━━ Exercise material
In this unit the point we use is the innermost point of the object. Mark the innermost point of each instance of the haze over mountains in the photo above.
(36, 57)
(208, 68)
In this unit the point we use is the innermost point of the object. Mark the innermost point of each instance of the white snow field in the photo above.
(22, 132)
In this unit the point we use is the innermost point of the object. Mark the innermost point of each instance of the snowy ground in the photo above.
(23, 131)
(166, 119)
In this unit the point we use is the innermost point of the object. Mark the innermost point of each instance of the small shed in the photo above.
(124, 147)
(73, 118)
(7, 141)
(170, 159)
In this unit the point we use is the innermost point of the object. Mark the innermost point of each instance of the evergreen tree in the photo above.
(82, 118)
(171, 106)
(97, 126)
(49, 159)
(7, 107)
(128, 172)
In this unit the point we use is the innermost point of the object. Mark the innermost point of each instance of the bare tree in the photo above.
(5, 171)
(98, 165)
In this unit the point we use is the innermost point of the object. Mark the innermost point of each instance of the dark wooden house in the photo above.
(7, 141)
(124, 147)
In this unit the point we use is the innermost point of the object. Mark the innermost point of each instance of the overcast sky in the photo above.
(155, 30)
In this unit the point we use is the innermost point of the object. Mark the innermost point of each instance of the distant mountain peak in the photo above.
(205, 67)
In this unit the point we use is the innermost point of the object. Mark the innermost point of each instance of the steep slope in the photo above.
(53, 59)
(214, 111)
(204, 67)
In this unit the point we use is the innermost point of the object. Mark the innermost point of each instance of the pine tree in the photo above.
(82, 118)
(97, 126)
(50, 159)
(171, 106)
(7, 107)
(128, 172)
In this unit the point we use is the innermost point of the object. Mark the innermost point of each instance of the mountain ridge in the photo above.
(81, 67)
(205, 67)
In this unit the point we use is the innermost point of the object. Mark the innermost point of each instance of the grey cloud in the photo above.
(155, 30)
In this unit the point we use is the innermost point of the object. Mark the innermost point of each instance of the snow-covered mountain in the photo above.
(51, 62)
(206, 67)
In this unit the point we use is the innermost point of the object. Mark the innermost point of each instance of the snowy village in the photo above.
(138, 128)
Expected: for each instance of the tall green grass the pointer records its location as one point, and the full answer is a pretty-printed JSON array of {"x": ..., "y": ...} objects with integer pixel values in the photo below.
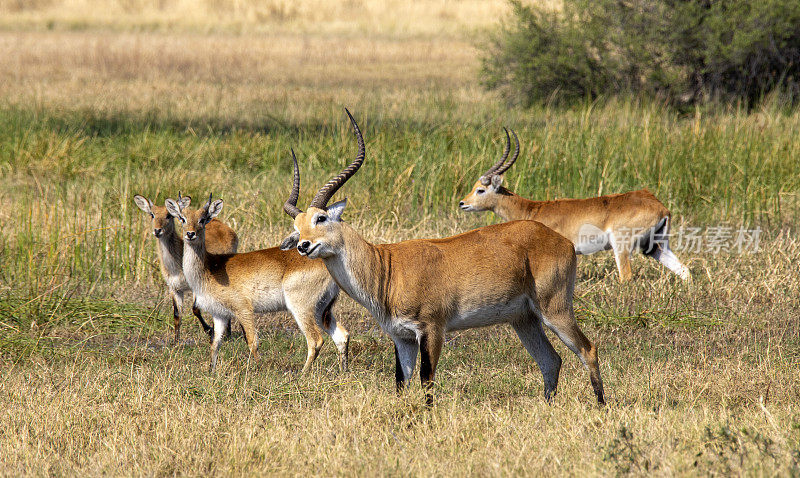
[{"x": 69, "y": 176}]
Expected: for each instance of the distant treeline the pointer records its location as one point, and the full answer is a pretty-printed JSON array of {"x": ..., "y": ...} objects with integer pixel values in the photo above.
[{"x": 680, "y": 51}]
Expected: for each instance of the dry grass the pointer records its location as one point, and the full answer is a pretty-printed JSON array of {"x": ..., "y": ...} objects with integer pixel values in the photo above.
[
  {"x": 240, "y": 79},
  {"x": 384, "y": 17},
  {"x": 701, "y": 378}
]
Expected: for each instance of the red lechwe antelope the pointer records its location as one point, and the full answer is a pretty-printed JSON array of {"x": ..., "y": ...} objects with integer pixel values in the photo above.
[
  {"x": 520, "y": 272},
  {"x": 621, "y": 222},
  {"x": 269, "y": 280},
  {"x": 221, "y": 240}
]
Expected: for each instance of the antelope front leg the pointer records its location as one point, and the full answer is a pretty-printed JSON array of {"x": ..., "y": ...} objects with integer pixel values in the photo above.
[
  {"x": 177, "y": 305},
  {"x": 430, "y": 344},
  {"x": 405, "y": 355},
  {"x": 206, "y": 328},
  {"x": 622, "y": 256}
]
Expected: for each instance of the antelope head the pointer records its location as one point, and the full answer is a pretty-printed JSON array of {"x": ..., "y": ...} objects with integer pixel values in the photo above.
[
  {"x": 318, "y": 230},
  {"x": 193, "y": 221},
  {"x": 489, "y": 188},
  {"x": 161, "y": 219}
]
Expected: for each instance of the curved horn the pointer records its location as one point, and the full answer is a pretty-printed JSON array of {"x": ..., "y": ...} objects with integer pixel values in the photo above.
[
  {"x": 487, "y": 176},
  {"x": 290, "y": 206},
  {"x": 324, "y": 195},
  {"x": 505, "y": 167}
]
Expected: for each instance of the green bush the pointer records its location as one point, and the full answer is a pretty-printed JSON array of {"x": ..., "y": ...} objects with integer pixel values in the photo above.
[{"x": 683, "y": 51}]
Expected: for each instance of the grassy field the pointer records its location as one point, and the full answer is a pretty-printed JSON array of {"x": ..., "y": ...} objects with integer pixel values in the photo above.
[{"x": 99, "y": 104}]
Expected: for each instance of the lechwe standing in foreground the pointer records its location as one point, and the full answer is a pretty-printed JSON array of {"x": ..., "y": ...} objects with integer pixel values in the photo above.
[
  {"x": 269, "y": 280},
  {"x": 519, "y": 272},
  {"x": 622, "y": 222},
  {"x": 221, "y": 240}
]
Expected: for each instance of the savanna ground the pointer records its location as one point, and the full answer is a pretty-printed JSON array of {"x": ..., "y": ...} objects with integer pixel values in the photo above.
[{"x": 101, "y": 101}]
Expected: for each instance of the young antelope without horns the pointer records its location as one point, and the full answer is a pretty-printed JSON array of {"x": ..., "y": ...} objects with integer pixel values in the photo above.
[
  {"x": 268, "y": 280},
  {"x": 221, "y": 240}
]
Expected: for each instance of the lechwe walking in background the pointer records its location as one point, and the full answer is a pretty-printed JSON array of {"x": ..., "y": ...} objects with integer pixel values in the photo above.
[
  {"x": 621, "y": 222},
  {"x": 519, "y": 272},
  {"x": 269, "y": 280},
  {"x": 221, "y": 240}
]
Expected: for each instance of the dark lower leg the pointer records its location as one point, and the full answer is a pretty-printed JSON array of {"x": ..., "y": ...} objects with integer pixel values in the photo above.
[
  {"x": 430, "y": 348},
  {"x": 399, "y": 376},
  {"x": 176, "y": 320},
  {"x": 206, "y": 328}
]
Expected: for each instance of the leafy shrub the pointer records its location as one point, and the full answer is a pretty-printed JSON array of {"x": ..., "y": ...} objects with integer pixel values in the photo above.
[{"x": 684, "y": 51}]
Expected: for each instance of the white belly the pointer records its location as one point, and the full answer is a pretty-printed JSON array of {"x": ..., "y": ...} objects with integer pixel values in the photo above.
[
  {"x": 209, "y": 306},
  {"x": 592, "y": 239}
]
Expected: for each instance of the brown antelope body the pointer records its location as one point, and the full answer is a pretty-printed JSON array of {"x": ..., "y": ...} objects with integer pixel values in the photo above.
[
  {"x": 269, "y": 280},
  {"x": 620, "y": 222},
  {"x": 521, "y": 273},
  {"x": 221, "y": 240}
]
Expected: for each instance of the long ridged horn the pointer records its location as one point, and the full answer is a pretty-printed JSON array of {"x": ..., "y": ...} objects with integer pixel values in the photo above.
[
  {"x": 507, "y": 165},
  {"x": 487, "y": 176},
  {"x": 290, "y": 206},
  {"x": 324, "y": 195}
]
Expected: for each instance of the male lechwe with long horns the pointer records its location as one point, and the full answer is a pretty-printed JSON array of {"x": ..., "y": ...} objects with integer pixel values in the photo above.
[
  {"x": 621, "y": 222},
  {"x": 521, "y": 273}
]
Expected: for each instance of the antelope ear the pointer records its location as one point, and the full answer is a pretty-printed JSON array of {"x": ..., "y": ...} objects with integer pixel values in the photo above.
[
  {"x": 214, "y": 209},
  {"x": 173, "y": 209},
  {"x": 291, "y": 241},
  {"x": 497, "y": 181},
  {"x": 185, "y": 201},
  {"x": 336, "y": 209},
  {"x": 143, "y": 203}
]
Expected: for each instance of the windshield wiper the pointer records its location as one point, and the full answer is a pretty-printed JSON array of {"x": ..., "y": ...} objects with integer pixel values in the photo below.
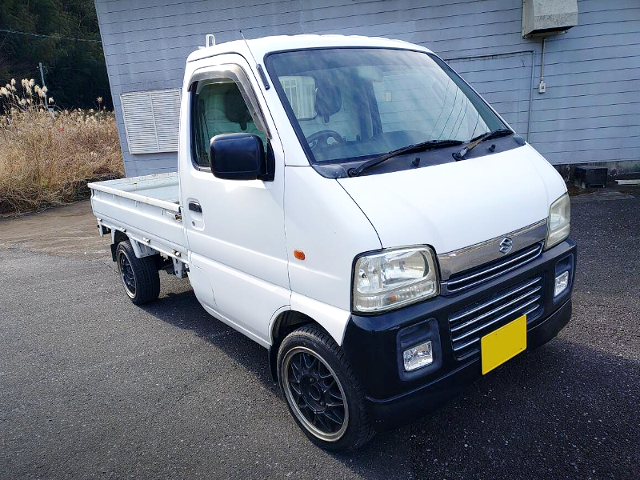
━━━━
Stated problem →
Filter the data above, keeping only the lines that contain the word "snowy". Case counts.

Output →
In this unit the point we use is the innermost point of the object. Mark the innermost point of each instance of the snowy ground in the photo above.
In this unit the point we use is the innermost point of the object. Mark the innermost point of each instance of the snowy village in the photo above.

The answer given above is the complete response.